Your tasks ->
1. Reproduce, word for word, the part of the page on obesity in Australia that opens with the words containing "Australia is today" and closes with "past 20 years.".
2. Extend the page on Australian obesity facts and figures, starting right after its last sentence.

Australia is today ranked as one of the fattest nations in the developed world. The prevalence of obesity in Australia has more than doubled in the past 20 years.
Here is a round up of Australian obesity facts & figures. Of great concern is the health consequence to Indigenous Australians, who are today twice as likely as non-Indigenous Australians to be obese and are ranked the fourth-highest population in the world that is likely to suffer from type-2 diabetes.
Click here to listen to the ABC Radio National Podcast, Recorded 27/11/2017
Obesity in Australia
- Fourteen million Australians are overweight or obese.
- More than five million Australians are obese (BMI ≥ 30 kg/m2 ).
- If weight gain continues at current levels, by 2025, close to 80% of all Australian adults and a third of all children will be overweight or obese.
- Obesity has overtaken smoking as the leading cause of premature death and illness in Australia.
- Obesity has become the single biggest threat to public health in Australia.
- On the basis of present trends we can predict that by the time they reach the age of 20 our kids will have a shorter life expectancy than earlier generations simply because of obesity.
- Aboriginal and Torres Strait Islander Australians are 1.9 times as likely as non-indigenous Australians to be obese.

Information shown ->
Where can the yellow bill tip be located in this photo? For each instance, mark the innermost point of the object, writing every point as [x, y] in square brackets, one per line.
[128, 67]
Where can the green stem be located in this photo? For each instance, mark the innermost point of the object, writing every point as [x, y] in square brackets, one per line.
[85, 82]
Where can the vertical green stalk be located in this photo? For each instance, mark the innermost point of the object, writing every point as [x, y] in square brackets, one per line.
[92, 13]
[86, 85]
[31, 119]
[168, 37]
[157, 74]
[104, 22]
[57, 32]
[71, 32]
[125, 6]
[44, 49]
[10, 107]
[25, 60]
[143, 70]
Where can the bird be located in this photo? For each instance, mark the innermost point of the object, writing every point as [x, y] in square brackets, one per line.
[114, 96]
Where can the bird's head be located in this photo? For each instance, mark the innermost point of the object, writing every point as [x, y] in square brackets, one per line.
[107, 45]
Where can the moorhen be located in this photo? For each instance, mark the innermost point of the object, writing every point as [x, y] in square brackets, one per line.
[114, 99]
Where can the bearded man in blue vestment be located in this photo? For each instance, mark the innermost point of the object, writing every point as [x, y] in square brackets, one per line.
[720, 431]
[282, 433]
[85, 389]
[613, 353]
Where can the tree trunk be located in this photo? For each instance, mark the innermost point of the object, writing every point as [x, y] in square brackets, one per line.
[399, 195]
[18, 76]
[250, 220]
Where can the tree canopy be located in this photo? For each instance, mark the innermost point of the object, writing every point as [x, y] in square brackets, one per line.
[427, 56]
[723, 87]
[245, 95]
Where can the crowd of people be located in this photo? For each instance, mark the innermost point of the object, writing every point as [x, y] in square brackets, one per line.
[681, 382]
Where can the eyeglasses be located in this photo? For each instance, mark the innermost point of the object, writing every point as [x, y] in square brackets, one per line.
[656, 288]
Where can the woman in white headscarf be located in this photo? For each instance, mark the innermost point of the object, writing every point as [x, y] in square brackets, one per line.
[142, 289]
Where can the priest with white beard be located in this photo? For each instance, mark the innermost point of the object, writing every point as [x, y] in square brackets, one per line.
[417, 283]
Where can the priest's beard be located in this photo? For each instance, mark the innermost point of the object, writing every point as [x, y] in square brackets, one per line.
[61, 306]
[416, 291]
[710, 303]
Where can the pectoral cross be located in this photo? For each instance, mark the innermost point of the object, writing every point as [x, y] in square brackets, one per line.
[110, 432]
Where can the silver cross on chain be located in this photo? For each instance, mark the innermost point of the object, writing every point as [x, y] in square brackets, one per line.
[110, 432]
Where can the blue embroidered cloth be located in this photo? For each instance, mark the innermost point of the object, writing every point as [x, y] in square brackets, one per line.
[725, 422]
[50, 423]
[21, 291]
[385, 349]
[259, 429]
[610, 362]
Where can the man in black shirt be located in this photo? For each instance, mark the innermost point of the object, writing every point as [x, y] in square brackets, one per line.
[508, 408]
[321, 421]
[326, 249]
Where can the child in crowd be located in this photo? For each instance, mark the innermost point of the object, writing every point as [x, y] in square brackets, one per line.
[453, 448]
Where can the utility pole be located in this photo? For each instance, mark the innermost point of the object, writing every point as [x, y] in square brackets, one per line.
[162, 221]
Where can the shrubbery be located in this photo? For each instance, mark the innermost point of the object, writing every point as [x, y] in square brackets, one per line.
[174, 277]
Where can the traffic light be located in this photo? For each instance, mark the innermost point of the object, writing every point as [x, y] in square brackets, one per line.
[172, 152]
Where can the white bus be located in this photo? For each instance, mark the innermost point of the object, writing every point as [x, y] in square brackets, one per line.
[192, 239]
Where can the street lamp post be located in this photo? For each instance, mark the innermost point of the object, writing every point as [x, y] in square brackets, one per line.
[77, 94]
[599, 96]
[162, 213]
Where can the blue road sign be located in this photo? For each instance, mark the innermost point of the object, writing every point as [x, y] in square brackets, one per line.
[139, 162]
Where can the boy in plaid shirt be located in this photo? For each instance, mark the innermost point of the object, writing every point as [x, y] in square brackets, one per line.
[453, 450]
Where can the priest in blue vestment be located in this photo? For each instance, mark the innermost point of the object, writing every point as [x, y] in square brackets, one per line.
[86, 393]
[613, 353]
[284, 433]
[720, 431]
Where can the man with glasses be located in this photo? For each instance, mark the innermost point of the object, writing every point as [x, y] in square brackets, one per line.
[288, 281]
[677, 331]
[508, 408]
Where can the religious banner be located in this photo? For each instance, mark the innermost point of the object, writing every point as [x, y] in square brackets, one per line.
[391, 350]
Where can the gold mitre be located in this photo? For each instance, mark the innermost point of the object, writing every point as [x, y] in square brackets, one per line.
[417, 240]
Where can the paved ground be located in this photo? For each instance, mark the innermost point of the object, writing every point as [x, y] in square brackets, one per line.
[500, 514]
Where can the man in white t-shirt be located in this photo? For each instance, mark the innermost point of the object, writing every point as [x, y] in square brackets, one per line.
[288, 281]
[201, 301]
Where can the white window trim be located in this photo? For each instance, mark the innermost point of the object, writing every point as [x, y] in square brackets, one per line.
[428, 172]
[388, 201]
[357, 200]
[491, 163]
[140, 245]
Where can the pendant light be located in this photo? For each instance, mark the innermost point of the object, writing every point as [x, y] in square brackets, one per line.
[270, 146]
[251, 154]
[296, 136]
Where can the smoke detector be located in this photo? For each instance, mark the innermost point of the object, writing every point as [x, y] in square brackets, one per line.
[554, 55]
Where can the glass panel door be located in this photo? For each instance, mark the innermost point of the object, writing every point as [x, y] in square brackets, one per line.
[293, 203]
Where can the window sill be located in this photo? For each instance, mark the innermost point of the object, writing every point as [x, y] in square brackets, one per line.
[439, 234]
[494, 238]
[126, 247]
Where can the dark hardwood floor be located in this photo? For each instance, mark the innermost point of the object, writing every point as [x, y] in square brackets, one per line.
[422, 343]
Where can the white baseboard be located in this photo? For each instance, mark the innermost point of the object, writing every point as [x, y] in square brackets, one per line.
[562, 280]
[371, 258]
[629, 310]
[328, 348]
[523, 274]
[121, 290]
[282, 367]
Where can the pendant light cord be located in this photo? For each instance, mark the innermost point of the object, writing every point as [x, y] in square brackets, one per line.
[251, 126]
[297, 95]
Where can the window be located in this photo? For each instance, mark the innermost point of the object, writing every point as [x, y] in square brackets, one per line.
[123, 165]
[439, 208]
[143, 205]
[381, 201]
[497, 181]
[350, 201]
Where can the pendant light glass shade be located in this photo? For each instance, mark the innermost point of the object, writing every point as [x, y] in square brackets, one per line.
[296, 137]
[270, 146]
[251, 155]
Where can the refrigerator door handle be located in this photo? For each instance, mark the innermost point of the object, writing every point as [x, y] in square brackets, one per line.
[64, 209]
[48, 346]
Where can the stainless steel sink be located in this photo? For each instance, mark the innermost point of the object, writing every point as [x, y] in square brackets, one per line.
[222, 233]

Outputs for the tasks ->
1.
Australia is today ranked as one of the fattest nations in the developed world. The prevalence of obesity in Australia has more than doubled in the past 20 years.

2.
- More than 900,000 Australians suffer from diabetes
- Aboriginal and Torres Strait Islander Australians have the fourth highest rate of Type 2 diabetes (non-insulin dependent diabetes mellitus, or NIDDM) in the world and are 1.9 times as likely as non-indigenous Australians to be obese.
- Australians reporting heart, stroke and vascular diseases aged 15 years and over were much more likely to be classified as overweight or obese than those without heart stroke and vascular disease (65% compared with 51%).
- Health disorders in children like type 2 diabetes, high blood pressure, asthma, hypertension and sleep apnea can be directly attributed to childhood obesity.
- Cardiovascular disease (CVD), diabetes and chronic kidney disease (CKD) account for approximately quarter of the burden of disease in Australia, and just under two-thirds of all deaths. These three diseases often occur together and share risk factors, such as physical inactivity, overweight and obesity and high blood pressure.